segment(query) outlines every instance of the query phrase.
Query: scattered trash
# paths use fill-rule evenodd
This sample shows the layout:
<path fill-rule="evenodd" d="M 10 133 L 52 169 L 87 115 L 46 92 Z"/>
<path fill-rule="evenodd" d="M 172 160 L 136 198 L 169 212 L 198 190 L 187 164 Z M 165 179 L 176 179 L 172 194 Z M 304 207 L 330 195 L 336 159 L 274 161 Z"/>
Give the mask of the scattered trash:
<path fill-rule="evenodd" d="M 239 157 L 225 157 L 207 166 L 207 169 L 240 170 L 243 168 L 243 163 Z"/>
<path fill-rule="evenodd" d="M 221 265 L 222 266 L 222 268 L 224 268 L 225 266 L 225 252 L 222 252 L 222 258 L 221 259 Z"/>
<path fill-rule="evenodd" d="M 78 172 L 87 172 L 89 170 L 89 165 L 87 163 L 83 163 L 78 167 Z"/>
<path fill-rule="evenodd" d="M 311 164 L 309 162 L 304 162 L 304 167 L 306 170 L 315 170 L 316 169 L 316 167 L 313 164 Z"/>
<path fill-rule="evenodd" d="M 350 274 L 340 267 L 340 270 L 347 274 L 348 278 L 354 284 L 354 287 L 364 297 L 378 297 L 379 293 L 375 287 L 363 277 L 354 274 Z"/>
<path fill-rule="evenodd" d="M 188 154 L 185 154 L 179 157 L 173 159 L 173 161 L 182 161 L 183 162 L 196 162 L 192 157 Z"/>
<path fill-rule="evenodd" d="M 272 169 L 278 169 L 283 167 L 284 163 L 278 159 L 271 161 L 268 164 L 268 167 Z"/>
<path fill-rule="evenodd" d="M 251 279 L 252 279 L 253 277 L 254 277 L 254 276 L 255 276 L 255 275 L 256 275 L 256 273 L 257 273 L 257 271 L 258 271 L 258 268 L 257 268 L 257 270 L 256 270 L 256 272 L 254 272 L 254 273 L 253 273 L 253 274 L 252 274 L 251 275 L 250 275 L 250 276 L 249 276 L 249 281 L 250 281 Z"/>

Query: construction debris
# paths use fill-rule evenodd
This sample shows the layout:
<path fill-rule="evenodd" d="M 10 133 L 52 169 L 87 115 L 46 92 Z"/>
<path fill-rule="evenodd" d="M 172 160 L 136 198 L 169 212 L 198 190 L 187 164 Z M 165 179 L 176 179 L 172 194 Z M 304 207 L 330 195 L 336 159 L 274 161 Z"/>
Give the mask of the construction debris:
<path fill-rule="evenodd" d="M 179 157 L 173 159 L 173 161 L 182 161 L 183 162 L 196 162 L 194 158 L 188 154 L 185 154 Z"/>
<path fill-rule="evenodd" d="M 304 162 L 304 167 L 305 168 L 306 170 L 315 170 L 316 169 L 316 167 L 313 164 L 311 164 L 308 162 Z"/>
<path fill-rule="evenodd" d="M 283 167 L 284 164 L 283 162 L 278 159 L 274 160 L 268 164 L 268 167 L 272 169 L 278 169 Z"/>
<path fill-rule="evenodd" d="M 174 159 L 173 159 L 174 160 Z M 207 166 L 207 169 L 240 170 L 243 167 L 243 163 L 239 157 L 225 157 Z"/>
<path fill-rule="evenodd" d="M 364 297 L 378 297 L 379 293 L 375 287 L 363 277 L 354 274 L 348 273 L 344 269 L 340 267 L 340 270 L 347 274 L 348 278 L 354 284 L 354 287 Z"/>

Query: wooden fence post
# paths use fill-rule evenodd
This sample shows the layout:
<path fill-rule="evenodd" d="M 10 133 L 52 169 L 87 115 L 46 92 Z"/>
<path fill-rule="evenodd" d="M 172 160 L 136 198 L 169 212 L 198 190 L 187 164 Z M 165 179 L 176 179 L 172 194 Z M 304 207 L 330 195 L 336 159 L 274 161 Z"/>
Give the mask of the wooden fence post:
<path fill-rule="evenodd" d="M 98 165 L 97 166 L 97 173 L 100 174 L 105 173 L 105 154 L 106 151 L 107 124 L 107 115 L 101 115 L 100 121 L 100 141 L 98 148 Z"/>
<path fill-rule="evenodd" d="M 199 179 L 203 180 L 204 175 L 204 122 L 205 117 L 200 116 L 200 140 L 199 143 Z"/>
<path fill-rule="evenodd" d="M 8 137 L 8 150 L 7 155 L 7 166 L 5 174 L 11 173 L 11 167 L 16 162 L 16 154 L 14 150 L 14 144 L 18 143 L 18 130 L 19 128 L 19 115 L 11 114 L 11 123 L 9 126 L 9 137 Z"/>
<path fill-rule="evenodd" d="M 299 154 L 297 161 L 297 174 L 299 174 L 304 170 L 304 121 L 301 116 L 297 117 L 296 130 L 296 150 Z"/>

################

# AIM OF THE TASK
In the listing, reproduce everything from the line containing "Query: construction debris" down to the line containing "L 354 274 L", changing "construction debris" to "building rubble" and leaving every other character as it is.

# PROBLEM SOLUTION
Query: building rubble
# paths use fill-rule evenodd
This sample shows the layout:
<path fill-rule="evenodd" d="M 10 133 L 52 169 L 87 115 L 46 92 Z"/>
<path fill-rule="evenodd" d="M 172 160 L 136 198 L 169 212 L 198 190 L 187 164 Z M 165 179 L 176 179 L 172 194 Z M 304 207 L 330 195 L 336 159 L 274 161 Z"/>
Give the mask of the building rubble:
<path fill-rule="evenodd" d="M 179 157 L 173 159 L 173 161 L 182 161 L 183 162 L 196 162 L 194 158 L 188 154 L 185 154 Z"/>
<path fill-rule="evenodd" d="M 304 162 L 304 167 L 305 168 L 306 170 L 315 170 L 316 169 L 316 167 L 313 164 L 311 164 L 308 162 Z"/>
<path fill-rule="evenodd" d="M 283 167 L 284 164 L 283 162 L 278 159 L 274 160 L 268 164 L 268 167 L 272 169 L 278 169 Z"/>
<path fill-rule="evenodd" d="M 174 159 L 173 159 L 174 160 Z M 207 166 L 207 169 L 240 170 L 243 167 L 243 163 L 239 157 L 225 157 Z"/>
<path fill-rule="evenodd" d="M 364 297 L 378 297 L 379 293 L 375 287 L 363 277 L 354 274 L 348 273 L 344 269 L 340 267 L 340 270 L 347 274 L 348 278 L 354 284 L 354 287 Z"/>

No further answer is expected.